# LISTE DES TÂCHES:
• a. Imprimez un passage du texte sur les frontières de la Pologne, en commençant aux mots « En tout état » et en vous arrêtant après « la ligne Curzon. ».
• b. Donnez la suite du texte sur les frontières de la Pologne, à partir de l'endroit où il s'arrête.

En tout état de cause, la bataille de Varsovie, perdue en août 1920 par les soviétiques, mit un terme à l'avancée des Russes et conduisit, après maintes péripéties à la Paix de Riga (mars 21). Plus encore, refusant le cessez le feu proposé par Lord Curzon le long d'une ligne qui porte désormais son nom parce qu'ils crurent vaincre assez facilement les Polonais, ils furent conduits à concéder bien plus de territoires à l'Est qu'initialement proposé en 1920. Le traité de Riga laissa à la Pologne de vastes territoires qui fixèrent la ligne à plus de 200 km de la ligne Curzon.

Les ambitions russes d'un côté, les inévitables préventions anti-soviétiques des occidentaux d'autre part, le nationalisme polonais d'autant plus virulent qu'opprimé depuis plus d'un siècle, enfin, tout cela ne put ainsi conduire ensemble qu'à la naissance d'un Etat à la fois fragile et autoritaire qui abandonnera très vite toute ambition démocratique sous la houlette de Józef Piłsudski, pris en sandwich entre la nécessité occidentale de le rattacher le plus solidement possible à l'Ouest et les prétentions soviétiques. Le pacte germano-soviétique de 39 et le partage cynique de la Pologne qui s'en suivit démontrera à l'envi combien l'Allemagne ne s'était pas résolue à la perte de ses territoires à l'Est ni à la rupture de sa continuité territoriale ; combien l'URSS stalinienne en dépit de la proclamation du socialisme dans un seul pays n'avait pas non plus abandonné l'idée d'une frontière occidentale la plus à l'Ouest possible - ce qu'elle réalisera après Yalta !

# DONNÉES FOURNIES:
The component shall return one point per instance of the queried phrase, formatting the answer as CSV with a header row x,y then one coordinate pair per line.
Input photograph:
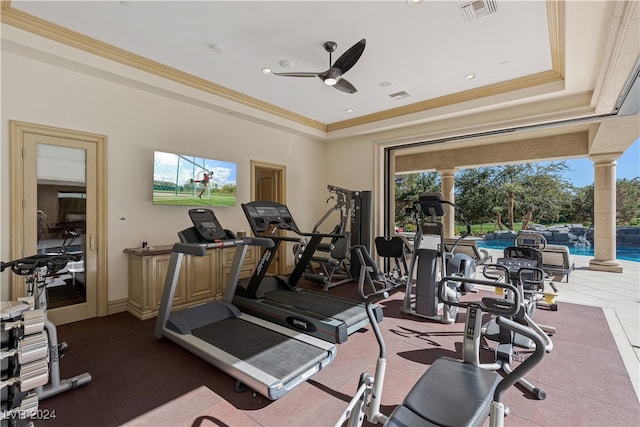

# RÉPONSES PAR TÂCHE:
• a.
En tout état de cause, la bataille de Varsovie, perdue en août 1920 par les soviétiques, mit un terme à l'avancée des Russes et conduisit, après maintes péripéties à la Paix de Riga (mars 21). Plus encore, refusant le cessez le feu proposé par Lord Curzon le long d'une ligne qui porte désormais son nom parce qu'ils crurent vaincre assez facilement les Polonais, ils furent conduits à concéder bien plus de territoires à l'Est qu'initialement proposé en 1920. Le traité de Riga laissa à la Pologne de vastes territoires qui fixèrent la ligne à plus de 200 km de la ligne Curzon.

• b.
L'ironie de l'histoire voudra que cette ligne Curzon qui n'avait finalement été qu'un préalable de discussion et ne servit à rien en 1923, fut finalement utilisée habilement par Staline lorsqu'il s'agira de définir la nouvelle frontière entre Russie et Pologne. Cette dernière vit ainsi son territoire sensiblement déplacé à l'Ouest, l'URSS récupérant, au nom de l'Ukraine, la plus grande partie des territoires concédés à Riga (Galicie orientale comprise). On aura entre temps réglé la question des populations : évacuation massive des prussiens de l'Est vers l'Allemagne ; sans compter évidemment le génocide qui élimina presque complètement les populations juives de Pologne, Biélorussie et Ukraine.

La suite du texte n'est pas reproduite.